Point-labeling items
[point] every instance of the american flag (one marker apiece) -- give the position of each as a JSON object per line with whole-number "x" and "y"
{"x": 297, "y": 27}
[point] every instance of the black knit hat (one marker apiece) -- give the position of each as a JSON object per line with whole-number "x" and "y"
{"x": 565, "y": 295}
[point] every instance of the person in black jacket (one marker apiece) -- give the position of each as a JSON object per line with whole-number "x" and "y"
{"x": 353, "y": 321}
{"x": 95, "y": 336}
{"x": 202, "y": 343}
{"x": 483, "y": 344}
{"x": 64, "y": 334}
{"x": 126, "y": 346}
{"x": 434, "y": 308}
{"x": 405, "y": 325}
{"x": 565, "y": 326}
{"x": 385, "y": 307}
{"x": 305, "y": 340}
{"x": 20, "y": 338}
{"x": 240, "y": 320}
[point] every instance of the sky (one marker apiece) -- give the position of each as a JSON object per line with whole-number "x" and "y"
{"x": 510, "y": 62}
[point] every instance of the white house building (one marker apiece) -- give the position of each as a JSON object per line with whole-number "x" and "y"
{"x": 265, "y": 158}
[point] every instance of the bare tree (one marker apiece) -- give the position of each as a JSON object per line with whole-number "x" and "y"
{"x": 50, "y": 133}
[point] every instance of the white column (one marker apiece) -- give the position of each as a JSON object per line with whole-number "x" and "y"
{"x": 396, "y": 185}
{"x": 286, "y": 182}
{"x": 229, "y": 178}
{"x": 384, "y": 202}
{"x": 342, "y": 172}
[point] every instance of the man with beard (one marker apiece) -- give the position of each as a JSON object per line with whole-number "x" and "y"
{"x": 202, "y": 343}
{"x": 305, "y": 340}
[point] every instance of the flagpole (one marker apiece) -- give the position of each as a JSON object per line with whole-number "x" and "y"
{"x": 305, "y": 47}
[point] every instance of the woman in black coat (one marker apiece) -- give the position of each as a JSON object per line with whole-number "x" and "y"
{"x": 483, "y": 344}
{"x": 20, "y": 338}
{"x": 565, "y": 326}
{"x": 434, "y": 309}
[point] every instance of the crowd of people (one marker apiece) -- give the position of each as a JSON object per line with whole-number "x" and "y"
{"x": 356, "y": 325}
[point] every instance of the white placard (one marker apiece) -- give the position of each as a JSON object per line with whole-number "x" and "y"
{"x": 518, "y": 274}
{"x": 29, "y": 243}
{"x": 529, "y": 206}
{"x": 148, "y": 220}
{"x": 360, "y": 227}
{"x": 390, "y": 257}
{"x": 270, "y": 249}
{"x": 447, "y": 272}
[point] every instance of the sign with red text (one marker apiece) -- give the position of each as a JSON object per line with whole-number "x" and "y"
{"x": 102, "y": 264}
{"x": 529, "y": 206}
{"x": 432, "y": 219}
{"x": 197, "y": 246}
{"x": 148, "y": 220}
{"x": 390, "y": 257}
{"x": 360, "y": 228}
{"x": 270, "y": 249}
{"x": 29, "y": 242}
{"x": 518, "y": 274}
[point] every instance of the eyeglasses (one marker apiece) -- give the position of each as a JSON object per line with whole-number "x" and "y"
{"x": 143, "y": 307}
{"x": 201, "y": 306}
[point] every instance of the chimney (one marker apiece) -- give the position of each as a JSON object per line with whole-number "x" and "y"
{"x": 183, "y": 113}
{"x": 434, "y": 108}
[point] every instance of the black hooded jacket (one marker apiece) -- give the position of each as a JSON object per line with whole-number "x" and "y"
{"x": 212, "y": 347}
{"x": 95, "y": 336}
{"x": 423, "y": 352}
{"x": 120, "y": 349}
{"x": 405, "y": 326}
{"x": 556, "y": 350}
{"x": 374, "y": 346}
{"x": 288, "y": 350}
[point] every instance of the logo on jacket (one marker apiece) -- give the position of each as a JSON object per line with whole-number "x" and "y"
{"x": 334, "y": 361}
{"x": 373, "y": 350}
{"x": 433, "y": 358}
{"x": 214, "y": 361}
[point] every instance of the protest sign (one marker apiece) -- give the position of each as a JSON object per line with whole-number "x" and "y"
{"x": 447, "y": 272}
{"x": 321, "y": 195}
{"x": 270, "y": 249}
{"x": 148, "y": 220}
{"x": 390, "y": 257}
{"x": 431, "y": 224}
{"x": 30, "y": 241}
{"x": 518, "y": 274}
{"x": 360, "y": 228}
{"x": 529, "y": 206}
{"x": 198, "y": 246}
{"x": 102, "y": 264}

> PROBLEM DETAILS: Swap each occurrence of "whole-number" for "integer" throughout the items above and reproduce them with every other word unchanged.

> WRITTEN ANSWER:
[point] every instance of the american flag (one marker apiece) -- give the position of each as a JSON object per line with integer "x" and "y"
{"x": 297, "y": 27}
[point] every instance of the black knit hat (one marker apiece) -- give the position of each as a JSON object per line with integer "x" and "y"
{"x": 565, "y": 295}
[point] every instance of the person in black jacket (one marker apiece) -- give the position of each as a JSON object per line with integer "x" and "y"
{"x": 353, "y": 321}
{"x": 95, "y": 336}
{"x": 202, "y": 343}
{"x": 483, "y": 344}
{"x": 64, "y": 334}
{"x": 126, "y": 346}
{"x": 434, "y": 308}
{"x": 405, "y": 325}
{"x": 565, "y": 326}
{"x": 385, "y": 307}
{"x": 305, "y": 340}
{"x": 20, "y": 338}
{"x": 240, "y": 320}
[point] every instance of the sky (one marker apiece) -- give the position of each as a JSON object per line with integer "x" and "y"
{"x": 510, "y": 62}
[point] every instance of the white house building (one marker apiece) -- give the position of each as a JSON object per line with integer "x" and "y"
{"x": 265, "y": 158}
[point] every instance of the bare tree (one marker apiece) -- give the position of each as a JSON object per line with integer "x" and "y"
{"x": 50, "y": 133}
[point] every instance of the white column (one marker apiece) -- give the position of each as a JSON object per line with integer "x" and "y"
{"x": 396, "y": 185}
{"x": 286, "y": 182}
{"x": 229, "y": 178}
{"x": 384, "y": 202}
{"x": 342, "y": 172}
[point] every instance of the man with beard (one marker apiece) -- give the position of each as a JSON object per line with integer "x" and "y"
{"x": 202, "y": 343}
{"x": 305, "y": 340}
[point] every instance of the flagpole (one marker apiece) -- give the position of each as a JSON object per line with integer "x" and "y"
{"x": 305, "y": 47}
[point] every instance of the woman in black coat (one marker apiece) -- give the position of each as a JSON object per line with integer "x" and "y"
{"x": 483, "y": 344}
{"x": 20, "y": 338}
{"x": 565, "y": 326}
{"x": 434, "y": 309}
[point] every instance of the crowd of people (one marker apiece) -- give the position of each as a JSON object per line with integer "x" and "y"
{"x": 356, "y": 325}
[point] every instance of the white placard (one marker apiece) -- give the position of each as a JSON object per line with integer "x" and "y"
{"x": 518, "y": 274}
{"x": 29, "y": 243}
{"x": 529, "y": 206}
{"x": 148, "y": 220}
{"x": 360, "y": 227}
{"x": 390, "y": 257}
{"x": 270, "y": 249}
{"x": 447, "y": 272}
[point] every instance of the sign with red text (one marker apiece) -- give the position of each as a JSON object per line with integer "x" and "y"
{"x": 102, "y": 264}
{"x": 529, "y": 206}
{"x": 432, "y": 219}
{"x": 197, "y": 246}
{"x": 148, "y": 220}
{"x": 390, "y": 257}
{"x": 360, "y": 228}
{"x": 270, "y": 249}
{"x": 29, "y": 242}
{"x": 518, "y": 274}
[point] every instance of the eyeglasses (one marker apiece) -- give the position of each as a JSON object per line with integer "x" and "y"
{"x": 143, "y": 307}
{"x": 201, "y": 306}
[point] every instance of the chimney (one marker apiece) -- give the position of each as a JSON object per line with integer "x" and "y"
{"x": 183, "y": 113}
{"x": 434, "y": 108}
[point] every instance of the black hooded jacket (one marker apiece) -- give the position of each as a JSON object per line with integer "x" and "y"
{"x": 212, "y": 347}
{"x": 95, "y": 336}
{"x": 423, "y": 352}
{"x": 120, "y": 349}
{"x": 405, "y": 326}
{"x": 556, "y": 350}
{"x": 374, "y": 346}
{"x": 288, "y": 350}
[point] every instance of the logo on jacket (one marker apiece) -- give the position of each as a JSON object per line with integer "x" and "y"
{"x": 334, "y": 361}
{"x": 373, "y": 350}
{"x": 433, "y": 358}
{"x": 214, "y": 361}
[point] every instance of the protest sign (one marker apiece) -- give the position of each as a JSON object per line with integer "x" and "y"
{"x": 447, "y": 272}
{"x": 321, "y": 195}
{"x": 270, "y": 249}
{"x": 148, "y": 220}
{"x": 390, "y": 257}
{"x": 431, "y": 224}
{"x": 30, "y": 241}
{"x": 518, "y": 274}
{"x": 360, "y": 228}
{"x": 529, "y": 206}
{"x": 198, "y": 246}
{"x": 102, "y": 264}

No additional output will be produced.